■ WHAT THIS TASK INVOLVES: Starting with the line containing "Locate the worn" and going on through the end of the items below, render each item as one row of a two-column CSV with the headers instruction and boxes. Put the item's text and its answer each in a single quoted field, and replace line breaks with spaces.

━━━━━ WORKING DATA

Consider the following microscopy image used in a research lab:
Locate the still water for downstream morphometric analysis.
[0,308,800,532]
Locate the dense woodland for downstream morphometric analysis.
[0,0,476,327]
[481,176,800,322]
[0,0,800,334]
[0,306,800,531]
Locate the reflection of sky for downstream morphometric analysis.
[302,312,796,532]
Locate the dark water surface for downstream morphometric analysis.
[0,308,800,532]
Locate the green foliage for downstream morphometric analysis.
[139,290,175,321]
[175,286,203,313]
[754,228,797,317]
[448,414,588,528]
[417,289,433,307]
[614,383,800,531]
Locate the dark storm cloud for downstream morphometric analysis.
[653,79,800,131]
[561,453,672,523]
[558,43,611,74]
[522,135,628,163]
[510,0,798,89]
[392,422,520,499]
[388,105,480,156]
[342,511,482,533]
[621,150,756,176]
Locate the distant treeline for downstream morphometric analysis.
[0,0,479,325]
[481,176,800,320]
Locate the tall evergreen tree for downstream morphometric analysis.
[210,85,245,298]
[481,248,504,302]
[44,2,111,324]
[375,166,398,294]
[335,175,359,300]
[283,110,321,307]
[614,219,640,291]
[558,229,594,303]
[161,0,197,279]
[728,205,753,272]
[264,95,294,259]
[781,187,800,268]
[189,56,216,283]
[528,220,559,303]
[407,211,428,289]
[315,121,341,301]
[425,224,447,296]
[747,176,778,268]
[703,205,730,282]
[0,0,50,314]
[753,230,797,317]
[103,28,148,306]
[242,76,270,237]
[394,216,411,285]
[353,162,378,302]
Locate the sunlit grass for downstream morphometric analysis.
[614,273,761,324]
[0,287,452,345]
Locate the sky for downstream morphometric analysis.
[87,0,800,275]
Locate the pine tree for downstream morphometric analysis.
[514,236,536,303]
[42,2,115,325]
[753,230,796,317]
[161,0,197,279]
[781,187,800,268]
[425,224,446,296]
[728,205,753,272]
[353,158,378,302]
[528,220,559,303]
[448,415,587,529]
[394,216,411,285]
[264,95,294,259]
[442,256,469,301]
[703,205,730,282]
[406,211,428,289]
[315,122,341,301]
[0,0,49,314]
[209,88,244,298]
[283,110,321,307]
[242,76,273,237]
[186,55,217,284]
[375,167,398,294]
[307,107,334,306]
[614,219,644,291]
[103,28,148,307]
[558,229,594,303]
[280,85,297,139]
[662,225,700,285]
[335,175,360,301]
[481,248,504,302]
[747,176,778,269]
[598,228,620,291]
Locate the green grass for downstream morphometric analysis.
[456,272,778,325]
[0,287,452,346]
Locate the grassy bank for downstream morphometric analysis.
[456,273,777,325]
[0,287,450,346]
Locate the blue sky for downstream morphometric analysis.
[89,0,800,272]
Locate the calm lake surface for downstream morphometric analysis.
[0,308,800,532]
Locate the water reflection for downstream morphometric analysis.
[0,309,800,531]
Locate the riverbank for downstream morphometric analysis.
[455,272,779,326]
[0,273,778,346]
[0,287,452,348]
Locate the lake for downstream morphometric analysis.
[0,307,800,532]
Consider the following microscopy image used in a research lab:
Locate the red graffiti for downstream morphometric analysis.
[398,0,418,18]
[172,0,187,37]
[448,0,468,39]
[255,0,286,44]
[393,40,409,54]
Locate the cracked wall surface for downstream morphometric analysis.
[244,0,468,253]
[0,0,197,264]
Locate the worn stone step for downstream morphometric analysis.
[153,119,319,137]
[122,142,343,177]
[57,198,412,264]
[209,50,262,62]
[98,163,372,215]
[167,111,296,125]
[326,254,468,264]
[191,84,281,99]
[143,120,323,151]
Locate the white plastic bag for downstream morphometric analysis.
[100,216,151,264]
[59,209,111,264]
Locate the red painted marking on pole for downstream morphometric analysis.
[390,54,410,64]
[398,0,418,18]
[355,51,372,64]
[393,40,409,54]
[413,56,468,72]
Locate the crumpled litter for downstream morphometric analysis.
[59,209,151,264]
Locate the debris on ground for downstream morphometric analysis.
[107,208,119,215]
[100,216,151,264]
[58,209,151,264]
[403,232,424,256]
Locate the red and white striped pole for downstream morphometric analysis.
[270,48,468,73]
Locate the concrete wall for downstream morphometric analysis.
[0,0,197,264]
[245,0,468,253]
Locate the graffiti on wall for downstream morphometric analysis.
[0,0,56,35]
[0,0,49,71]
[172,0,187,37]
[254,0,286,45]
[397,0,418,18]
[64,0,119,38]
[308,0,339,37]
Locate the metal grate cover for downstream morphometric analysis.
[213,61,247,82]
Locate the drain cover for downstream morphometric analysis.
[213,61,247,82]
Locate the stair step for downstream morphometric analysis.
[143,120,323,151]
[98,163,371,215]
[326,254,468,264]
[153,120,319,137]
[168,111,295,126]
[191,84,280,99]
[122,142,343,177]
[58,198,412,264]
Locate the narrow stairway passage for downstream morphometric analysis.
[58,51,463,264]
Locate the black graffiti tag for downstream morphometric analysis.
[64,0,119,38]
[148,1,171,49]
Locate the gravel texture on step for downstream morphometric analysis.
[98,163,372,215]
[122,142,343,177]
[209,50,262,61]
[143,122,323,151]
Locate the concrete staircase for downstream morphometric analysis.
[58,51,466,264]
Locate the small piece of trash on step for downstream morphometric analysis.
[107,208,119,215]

━━━━━━━━━━

■ RESPONSE TO THIS EXERCISE:
instruction,boxes
"Locate the worn stone step for downstream morphometric analysis.","[153,119,319,137] [122,142,343,177] [57,198,412,264] [209,50,262,62] [98,163,372,215] [167,111,296,125] [326,254,468,264] [191,84,281,99] [143,120,323,151]"
"Locate the white plastic bag for downstream morphometric analysis.","[100,216,151,264] [59,209,111,264]"
"Locate the red painted marking on pole for downstream morphometric analysis.","[390,54,410,64] [398,0,418,18] [355,51,372,64] [393,40,409,54] [413,56,468,72]"
"Locate the crumpled litter for downstream morphometric analysis.","[59,209,151,264]"
"Locate the debris on ground for downstream morphometric analysis.","[107,208,119,215] [100,216,151,264] [58,209,151,264] [403,232,424,256]"
"Locate the red and white striped pole for downstream morphometric analysis.","[270,48,468,73]"
"Locate the concrete wall for downstream morphometric analysis.","[0,0,197,264] [245,0,468,253]"
"Locate the graffiti on wall for downstream morphometric analysis.","[0,0,56,35] [0,0,49,71] [172,0,187,37] [254,0,286,45] [397,0,418,18] [64,0,119,38] [308,0,339,37]"
"Locate the metal grate cover for downstream morphometric analysis.","[213,61,247,82]"
"Locate the drain cover for downstream morphometric analysis.","[213,61,247,82]"
"Locate the stair step for downstream morphometric analysis.","[143,120,323,151] [98,163,371,215] [326,254,468,264] [153,120,319,137] [168,111,295,126] [191,84,280,99] [122,142,343,177] [58,198,412,264]"
"Locate the narrow stairway passage for downstream morphometric analysis.","[58,51,463,264]"
"Locate the black graffiti tag for downstream morphometric analysis.","[64,0,119,38] [148,1,171,49]"
"Locate the gravel texture on step for downstream morphometric analysis.","[98,163,372,215] [122,142,343,177] [209,50,262,61] [143,122,323,151]"
"Locate the concrete staircase for downstream morphometric analysis.","[58,51,466,264]"
"Locate the small piece of trash on step for downstream morphometric analysis.","[107,208,119,215]"